## [Text provided]
Robert Hart’s forest garden in Shropshire
Forest gardens are probably the world’s oldest form of land use and most resilient agroecosystem. They originated in prehistoric times along jungle-clad river banks and in the wet foothills of monsoon regions. In the gradual process of families improving their immediate environment, useful tree and vine species were identified, protected and improved whilst undesirable species were eliminated. Eventually superior foreign species were selected and incorporated into the gardens. Forest gardening is the practice of companion planting; intermixing plants to grow in a succession of layers, to build a woodland habitat.
Forest gardens are still common in the tropics and known by various names such as: home gardens in Kerala in South India, Nepal, Zambia, Zimbabwe and Tanzania; Kandyan forest gardens in Sri Lanka; huertos familiares, the “family orchards” of Mexico; and pekarangan, the gardens of “complete design”, in Java. These are also called agroforests and, where the wood components are short-statured, the term shrub garden is employed. Forest gardens have been shown to be a significant source of income and food security for local populations.
Robert Hart adapted forest gardening for the United Kingdom’s temperate climate during the 1980s. His theories were later developed by Martin Crawford from the Agroforestry Research Trust and various permaculture lists such as Graham Bell, Patrick Whitefield, Dave Jacke and Geoff Lawton.

## [Work to complete]
(1) Name every person the forest gardens text says later developed Robert Hart's theories.
(2) Please repeat the part of the forest gardens text that begins at the words "Forest gardens are still" and stops after "and Geoff Lawton.".
The stored entries have nothing to do with the forest gardens text.

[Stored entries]
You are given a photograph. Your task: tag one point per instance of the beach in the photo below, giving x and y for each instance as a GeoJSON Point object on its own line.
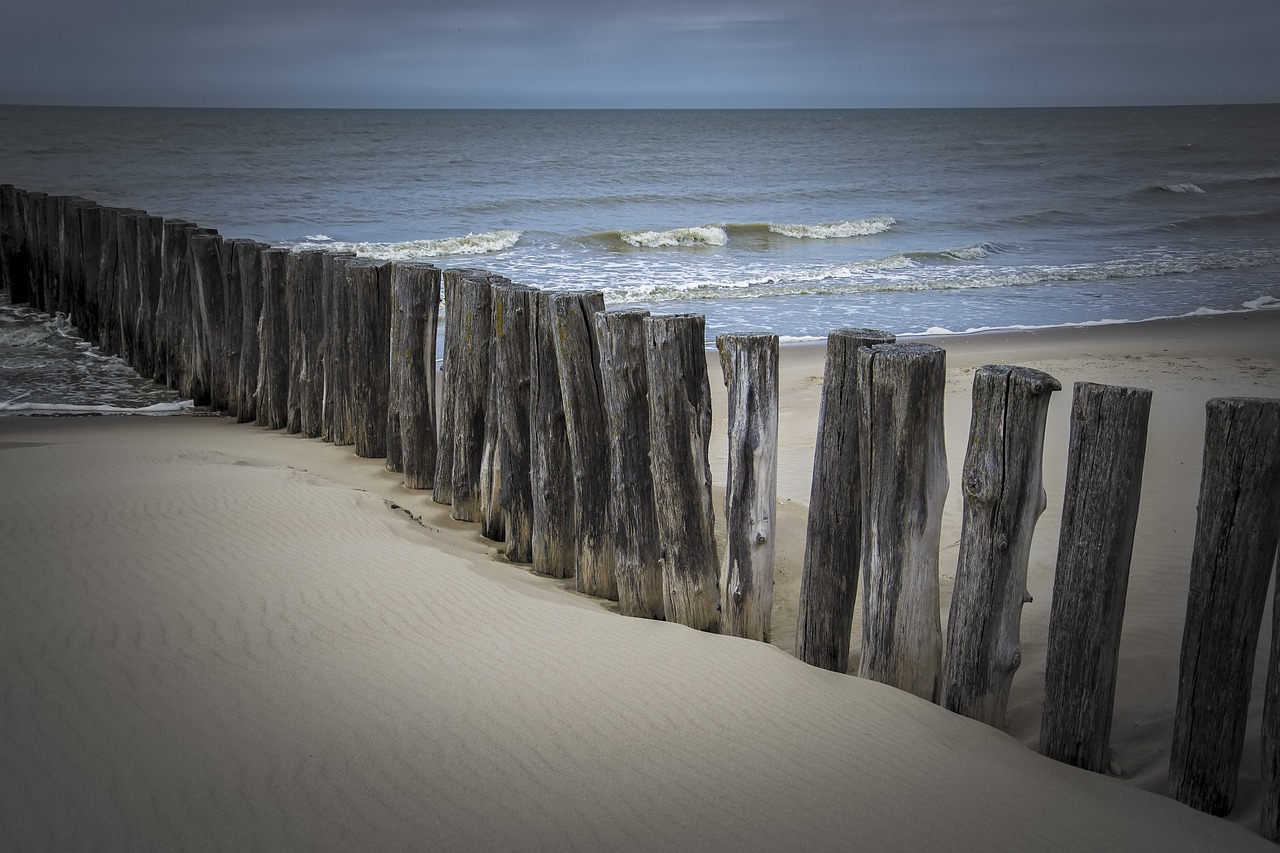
{"type": "Point", "coordinates": [218, 637]}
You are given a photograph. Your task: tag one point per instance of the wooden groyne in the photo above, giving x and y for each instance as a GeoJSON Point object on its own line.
{"type": "Point", "coordinates": [577, 439]}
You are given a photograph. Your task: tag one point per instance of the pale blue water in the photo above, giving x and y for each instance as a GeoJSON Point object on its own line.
{"type": "Point", "coordinates": [790, 220]}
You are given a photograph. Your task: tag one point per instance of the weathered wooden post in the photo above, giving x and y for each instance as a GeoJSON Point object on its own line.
{"type": "Point", "coordinates": [577, 361]}
{"type": "Point", "coordinates": [551, 470]}
{"type": "Point", "coordinates": [750, 368]}
{"type": "Point", "coordinates": [631, 503]}
{"type": "Point", "coordinates": [273, 341]}
{"type": "Point", "coordinates": [1004, 495]}
{"type": "Point", "coordinates": [1100, 515]}
{"type": "Point", "coordinates": [828, 584]}
{"type": "Point", "coordinates": [370, 284]}
{"type": "Point", "coordinates": [1237, 532]}
{"type": "Point", "coordinates": [416, 299]}
{"type": "Point", "coordinates": [904, 471]}
{"type": "Point", "coordinates": [512, 354]}
{"type": "Point", "coordinates": [680, 424]}
{"type": "Point", "coordinates": [302, 284]}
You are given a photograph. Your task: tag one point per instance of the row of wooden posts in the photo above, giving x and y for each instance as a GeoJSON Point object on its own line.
{"type": "Point", "coordinates": [579, 437]}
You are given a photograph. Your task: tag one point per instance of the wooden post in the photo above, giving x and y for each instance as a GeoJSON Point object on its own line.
{"type": "Point", "coordinates": [904, 471]}
{"type": "Point", "coordinates": [1237, 532]}
{"type": "Point", "coordinates": [1100, 515]}
{"type": "Point", "coordinates": [370, 284]}
{"type": "Point", "coordinates": [470, 383]}
{"type": "Point", "coordinates": [1004, 495]}
{"type": "Point", "coordinates": [551, 469]}
{"type": "Point", "coordinates": [680, 424]}
{"type": "Point", "coordinates": [302, 284]}
{"type": "Point", "coordinates": [631, 503]}
{"type": "Point", "coordinates": [512, 327]}
{"type": "Point", "coordinates": [828, 584]}
{"type": "Point", "coordinates": [579, 364]}
{"type": "Point", "coordinates": [273, 341]}
{"type": "Point", "coordinates": [416, 310]}
{"type": "Point", "coordinates": [750, 368]}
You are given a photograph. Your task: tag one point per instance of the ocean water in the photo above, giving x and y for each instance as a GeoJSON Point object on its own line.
{"type": "Point", "coordinates": [786, 220]}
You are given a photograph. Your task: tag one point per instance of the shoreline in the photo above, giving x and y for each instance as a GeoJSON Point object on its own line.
{"type": "Point", "coordinates": [169, 548]}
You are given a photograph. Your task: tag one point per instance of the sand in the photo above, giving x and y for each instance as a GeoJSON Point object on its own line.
{"type": "Point", "coordinates": [215, 637]}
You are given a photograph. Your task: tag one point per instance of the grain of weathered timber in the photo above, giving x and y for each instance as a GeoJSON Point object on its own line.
{"type": "Point", "coordinates": [828, 584]}
{"type": "Point", "coordinates": [273, 341]}
{"type": "Point", "coordinates": [904, 474]}
{"type": "Point", "coordinates": [493, 524]}
{"type": "Point", "coordinates": [416, 296]}
{"type": "Point", "coordinates": [680, 427]}
{"type": "Point", "coordinates": [1100, 512]}
{"type": "Point", "coordinates": [370, 284]}
{"type": "Point", "coordinates": [512, 329]}
{"type": "Point", "coordinates": [209, 293]}
{"type": "Point", "coordinates": [579, 364]}
{"type": "Point", "coordinates": [248, 268]}
{"type": "Point", "coordinates": [750, 368]}
{"type": "Point", "coordinates": [1237, 529]}
{"type": "Point", "coordinates": [336, 409]}
{"type": "Point", "coordinates": [1270, 821]}
{"type": "Point", "coordinates": [306, 382]}
{"type": "Point", "coordinates": [631, 503]}
{"type": "Point", "coordinates": [1004, 495]}
{"type": "Point", "coordinates": [470, 381]}
{"type": "Point", "coordinates": [548, 451]}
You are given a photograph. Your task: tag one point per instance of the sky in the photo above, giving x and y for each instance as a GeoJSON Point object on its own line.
{"type": "Point", "coordinates": [639, 53]}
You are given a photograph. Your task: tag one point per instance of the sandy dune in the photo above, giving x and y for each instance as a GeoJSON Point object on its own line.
{"type": "Point", "coordinates": [220, 638]}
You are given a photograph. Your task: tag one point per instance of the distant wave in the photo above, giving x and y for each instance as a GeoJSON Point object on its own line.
{"type": "Point", "coordinates": [483, 243]}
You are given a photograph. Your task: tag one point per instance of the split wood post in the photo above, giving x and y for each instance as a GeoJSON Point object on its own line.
{"type": "Point", "coordinates": [1237, 532]}
{"type": "Point", "coordinates": [1004, 495]}
{"type": "Point", "coordinates": [579, 364]}
{"type": "Point", "coordinates": [493, 524]}
{"type": "Point", "coordinates": [248, 268]}
{"type": "Point", "coordinates": [512, 329]}
{"type": "Point", "coordinates": [828, 584]}
{"type": "Point", "coordinates": [631, 503]}
{"type": "Point", "coordinates": [469, 377]}
{"type": "Point", "coordinates": [680, 428]}
{"type": "Point", "coordinates": [337, 324]}
{"type": "Point", "coordinates": [750, 368]}
{"type": "Point", "coordinates": [370, 284]}
{"type": "Point", "coordinates": [904, 471]}
{"type": "Point", "coordinates": [1100, 515]}
{"type": "Point", "coordinates": [551, 470]}
{"type": "Point", "coordinates": [416, 299]}
{"type": "Point", "coordinates": [273, 341]}
{"type": "Point", "coordinates": [302, 306]}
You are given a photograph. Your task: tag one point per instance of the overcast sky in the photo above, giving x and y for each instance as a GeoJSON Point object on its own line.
{"type": "Point", "coordinates": [662, 53]}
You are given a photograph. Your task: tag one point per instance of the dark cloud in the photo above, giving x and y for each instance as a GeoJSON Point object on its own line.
{"type": "Point", "coordinates": [511, 53]}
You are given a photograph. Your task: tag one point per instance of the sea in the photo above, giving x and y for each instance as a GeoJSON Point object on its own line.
{"type": "Point", "coordinates": [795, 222]}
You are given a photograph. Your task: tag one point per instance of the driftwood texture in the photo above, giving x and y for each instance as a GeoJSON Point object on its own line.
{"type": "Point", "coordinates": [680, 424]}
{"type": "Point", "coordinates": [828, 584]}
{"type": "Point", "coordinates": [631, 505]}
{"type": "Point", "coordinates": [411, 422]}
{"type": "Point", "coordinates": [512, 352]}
{"type": "Point", "coordinates": [1004, 495]}
{"type": "Point", "coordinates": [1100, 515]}
{"type": "Point", "coordinates": [750, 368]}
{"type": "Point", "coordinates": [551, 469]}
{"type": "Point", "coordinates": [577, 360]}
{"type": "Point", "coordinates": [1235, 548]}
{"type": "Point", "coordinates": [370, 292]}
{"type": "Point", "coordinates": [904, 470]}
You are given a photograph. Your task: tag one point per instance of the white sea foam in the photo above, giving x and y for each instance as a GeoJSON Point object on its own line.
{"type": "Point", "coordinates": [837, 229]}
{"type": "Point", "coordinates": [696, 236]}
{"type": "Point", "coordinates": [483, 243]}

## [Exercise solutions]
(1) Martin Crawford, Graham Bell, Patrick Whitefield, Dave Jacke, Geoff Lawton

(2)
Forest gardens are still common in the tropics and known by various names such as: home gardens in Kerala in South India, Nepal, Zambia, Zimbabwe and Tanzania; Kandyan forest gardens in Sri Lanka; huertos familiares, the “family orchards” of Mexico; and pekarangan, the gardens of “complete design”, in Java. These are also called agroforests and, where the wood components are short-statured, the term shrub garden is employed. Forest gardens have been shown to be a significant source of income and food security for local populations.
Robert Hart adapted forest gardening for the United Kingdom’s temperate climate during the 1980s. His theories were later developed by Martin Crawford from the Agroforestry Research Trust and various permaculture lists such as Graham Bell, Patrick Whitefield, Dave Jacke and Geoff Lawton.